Apanhador no Campo de Centeio

Dentre os meus hábitos (ou vícios) de leitura, me proponho a ler ao menos um clássico por ano. Já li uma boa quantidade, mas tenho a plena convicção que me faltarão anos para ler todos. Então, já passei do tempo de me penalizar por não ter começado a ler Dostoievski mais cedo. O próprio Jorge Luis Borges revelou uma vez a angústia que sentia ao olhar para seus livros e ter a consciência da sua finitude. “Às vezes, olhando os muitos livros que tenho em casa, sinto que morrerei antes que chegue ao fim deles, porém, não consigo resistir à tentação de adquirir novos”. Se até para Borges era impossível, está tudo bem. 

Foi assim que consumi o primeiro clássico do ano: O Apanhador no Campo de Centeio, do americano J. D. Salinger. Publicada em 1951, a obra narra o final de semana da vida de um adolescente, Holden Caulfield. Expulso da escola e sem coragem de regressar antes para casa, Caulfield vaga pela cidade de Nova York demonstrando toda sua revolta, impaciência, inquietude e sarcasmo com o que encontra ao redor. Debocha da vida adulta, critica a sociedade, o “sistema”, ironiza o próprio irmão que, de excelente escritor, passou a fazer peças para Broadway, se transformando assim num “fajuto”. Narrada em primeira pessoa, a obra exibe uma linguagem carregada de gírias e palavrões (o que fez o livro ser proibido algumas vezes nas escolas) e um vocabulário simples. Proposital, é claro. Afinal, trata-se da linguagem de um adolescente de 16 anos. E foi justamente por narrar uma história sob a ótica de um jovem que, por vezes, recebe alguns sermões na linha “quando é que você vai crescer”? que o livro de Salinger virou um clássico, ainda hoje recomendado. Mais do que isso, o livro segue atual. E aqui está o motivo deste artigo.

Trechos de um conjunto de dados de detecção

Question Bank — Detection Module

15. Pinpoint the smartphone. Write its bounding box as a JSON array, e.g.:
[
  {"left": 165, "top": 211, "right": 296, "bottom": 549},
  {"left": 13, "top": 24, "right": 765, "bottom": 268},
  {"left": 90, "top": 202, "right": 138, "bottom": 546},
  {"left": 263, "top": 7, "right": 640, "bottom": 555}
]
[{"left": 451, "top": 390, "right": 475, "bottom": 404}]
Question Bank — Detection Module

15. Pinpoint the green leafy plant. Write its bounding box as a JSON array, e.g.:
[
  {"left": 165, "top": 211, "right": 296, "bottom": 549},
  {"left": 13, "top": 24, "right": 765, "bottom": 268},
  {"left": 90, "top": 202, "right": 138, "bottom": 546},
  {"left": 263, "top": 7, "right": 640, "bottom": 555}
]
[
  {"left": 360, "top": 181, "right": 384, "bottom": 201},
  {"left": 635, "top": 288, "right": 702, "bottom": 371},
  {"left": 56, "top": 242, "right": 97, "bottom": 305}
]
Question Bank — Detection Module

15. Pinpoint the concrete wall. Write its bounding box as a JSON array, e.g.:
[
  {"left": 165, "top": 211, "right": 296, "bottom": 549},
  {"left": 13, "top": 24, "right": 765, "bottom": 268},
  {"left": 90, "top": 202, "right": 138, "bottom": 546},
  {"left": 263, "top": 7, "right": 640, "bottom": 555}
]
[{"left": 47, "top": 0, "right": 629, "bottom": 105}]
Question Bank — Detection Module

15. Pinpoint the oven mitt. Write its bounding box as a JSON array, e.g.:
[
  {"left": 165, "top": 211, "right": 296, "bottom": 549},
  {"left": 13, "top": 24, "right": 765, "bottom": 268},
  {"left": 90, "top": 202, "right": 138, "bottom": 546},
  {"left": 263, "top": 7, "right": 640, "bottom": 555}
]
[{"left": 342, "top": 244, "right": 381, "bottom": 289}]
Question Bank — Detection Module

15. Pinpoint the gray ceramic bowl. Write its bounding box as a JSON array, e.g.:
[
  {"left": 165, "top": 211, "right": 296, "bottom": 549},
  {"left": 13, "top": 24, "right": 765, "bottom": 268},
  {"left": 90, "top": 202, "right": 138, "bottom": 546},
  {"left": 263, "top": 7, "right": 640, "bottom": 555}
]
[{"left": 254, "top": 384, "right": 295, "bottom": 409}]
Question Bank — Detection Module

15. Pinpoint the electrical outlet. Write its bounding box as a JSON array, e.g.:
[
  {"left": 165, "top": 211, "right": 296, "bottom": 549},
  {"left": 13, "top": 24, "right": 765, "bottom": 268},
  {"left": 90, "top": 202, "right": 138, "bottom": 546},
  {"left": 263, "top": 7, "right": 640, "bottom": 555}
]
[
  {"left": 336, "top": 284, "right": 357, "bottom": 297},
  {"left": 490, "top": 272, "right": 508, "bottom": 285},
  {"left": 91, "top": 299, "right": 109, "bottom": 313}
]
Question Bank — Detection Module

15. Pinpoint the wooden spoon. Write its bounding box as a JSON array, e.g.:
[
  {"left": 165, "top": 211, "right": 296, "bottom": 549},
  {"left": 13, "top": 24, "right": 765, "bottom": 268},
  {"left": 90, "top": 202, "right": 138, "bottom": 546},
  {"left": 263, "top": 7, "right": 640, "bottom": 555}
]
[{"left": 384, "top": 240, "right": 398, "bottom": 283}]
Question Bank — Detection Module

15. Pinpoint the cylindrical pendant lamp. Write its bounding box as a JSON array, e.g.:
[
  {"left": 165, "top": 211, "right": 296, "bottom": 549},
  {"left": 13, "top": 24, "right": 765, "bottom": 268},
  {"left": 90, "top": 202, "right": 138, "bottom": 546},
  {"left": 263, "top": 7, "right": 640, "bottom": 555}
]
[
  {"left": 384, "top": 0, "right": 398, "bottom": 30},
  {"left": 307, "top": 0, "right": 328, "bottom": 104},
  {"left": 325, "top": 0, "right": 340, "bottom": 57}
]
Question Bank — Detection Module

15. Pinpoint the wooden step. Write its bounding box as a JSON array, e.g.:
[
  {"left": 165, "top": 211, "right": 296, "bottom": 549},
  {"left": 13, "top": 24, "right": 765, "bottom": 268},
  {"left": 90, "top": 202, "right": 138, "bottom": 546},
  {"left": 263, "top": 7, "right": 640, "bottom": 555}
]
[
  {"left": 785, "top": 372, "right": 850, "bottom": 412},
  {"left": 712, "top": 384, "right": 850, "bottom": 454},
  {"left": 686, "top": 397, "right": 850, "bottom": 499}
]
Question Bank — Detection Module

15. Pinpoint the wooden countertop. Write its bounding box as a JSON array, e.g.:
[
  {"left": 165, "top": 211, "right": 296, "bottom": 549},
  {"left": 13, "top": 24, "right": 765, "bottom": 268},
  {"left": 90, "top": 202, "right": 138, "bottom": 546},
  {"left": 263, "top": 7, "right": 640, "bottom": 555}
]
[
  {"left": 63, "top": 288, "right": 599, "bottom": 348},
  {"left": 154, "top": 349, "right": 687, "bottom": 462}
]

TAREFA 1: Segundo o texto sobre O Apanhador no Campo de Centeio, em que ano a obra foi publicada?
TAREFA 2: Prossiga o texto sobre O Apanhador no Campo de Centeio a partir da última frase apresentada.

RESPOSTA 1: Em 1951.

RESPOSTA 2:
Envolvida não somente na história, mas no tema Gerações, que tanto fascínio provoca no ambiente corporativo, eu não pude deixar de fazer uma análise sobre o jovem Holden da década de 50, um Baby-Boomer hoje, e o nosso jovem de 2025 – que aos 16 anos transita entre o final da Geração Z e início da Alpha. Holden não estava cercado de tecnologia, usava telefones fixos, guardava agenda de papel, andava de trens e táxis e deixava bilhetes para dar recados. Deixando o ritmo da sociedade de lado – mais lento naturalmente – o ritmo, a ansiedade e impaciência de Holden não diferem muito do nosso jovem de hoje. Temos em nossas empresas e em nossas escolas jovens que gostam mais de criticar do que realizar, que não dão a mínima para regras e normas, que querem apenas ser feliz e fazer o bem e não se conformam com os discursos fajutos que não condizem com as atitudes reais. O questionamento e a indignação do jovem Holden foi também o questionamento e a indignação da Geração X, dos Millenias – e agora da Z e Alpha.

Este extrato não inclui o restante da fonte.